___ Data in this exercise ___
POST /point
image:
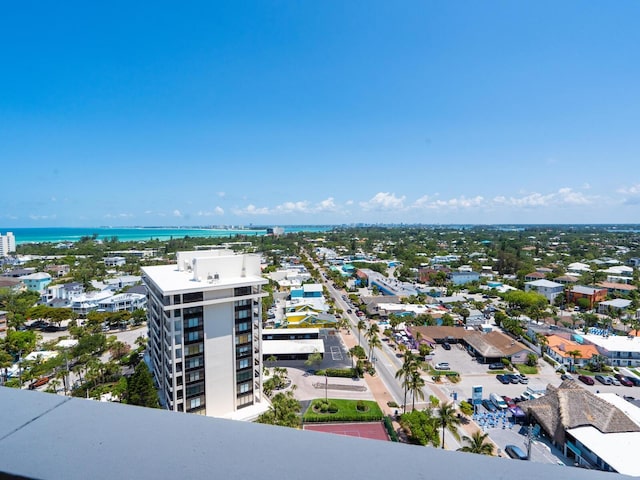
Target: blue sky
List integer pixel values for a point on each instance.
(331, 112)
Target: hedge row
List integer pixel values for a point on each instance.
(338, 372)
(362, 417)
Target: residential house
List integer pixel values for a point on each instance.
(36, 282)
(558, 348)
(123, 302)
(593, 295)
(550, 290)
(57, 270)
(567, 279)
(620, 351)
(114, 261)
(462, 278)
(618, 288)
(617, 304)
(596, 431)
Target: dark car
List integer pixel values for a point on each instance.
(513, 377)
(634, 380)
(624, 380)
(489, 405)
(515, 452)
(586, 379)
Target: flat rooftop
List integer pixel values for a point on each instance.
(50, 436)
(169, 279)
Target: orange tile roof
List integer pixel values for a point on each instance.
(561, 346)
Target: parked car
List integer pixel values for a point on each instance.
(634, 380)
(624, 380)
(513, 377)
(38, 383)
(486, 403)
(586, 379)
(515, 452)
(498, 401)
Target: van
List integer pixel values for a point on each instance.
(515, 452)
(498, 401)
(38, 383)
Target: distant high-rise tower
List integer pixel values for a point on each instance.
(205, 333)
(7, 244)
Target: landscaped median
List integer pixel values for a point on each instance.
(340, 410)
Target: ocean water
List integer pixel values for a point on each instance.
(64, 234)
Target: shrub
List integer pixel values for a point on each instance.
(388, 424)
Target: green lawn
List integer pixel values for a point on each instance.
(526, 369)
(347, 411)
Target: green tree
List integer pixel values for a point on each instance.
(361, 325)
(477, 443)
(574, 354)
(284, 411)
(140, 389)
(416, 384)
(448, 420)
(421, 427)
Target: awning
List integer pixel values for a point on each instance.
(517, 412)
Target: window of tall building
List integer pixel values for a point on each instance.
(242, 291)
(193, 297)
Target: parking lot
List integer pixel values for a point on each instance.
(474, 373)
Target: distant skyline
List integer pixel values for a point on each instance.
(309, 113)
___
___ Data in this exercise ___
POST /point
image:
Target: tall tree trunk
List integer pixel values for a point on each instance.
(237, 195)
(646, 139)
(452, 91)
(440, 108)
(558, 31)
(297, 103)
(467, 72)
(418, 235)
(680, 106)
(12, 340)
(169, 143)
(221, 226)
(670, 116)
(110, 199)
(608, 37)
___
● **Exercise prompt**
Count the lines in the rows above that contain the string "green", and reply with that number alone.

● **Result for this task**
2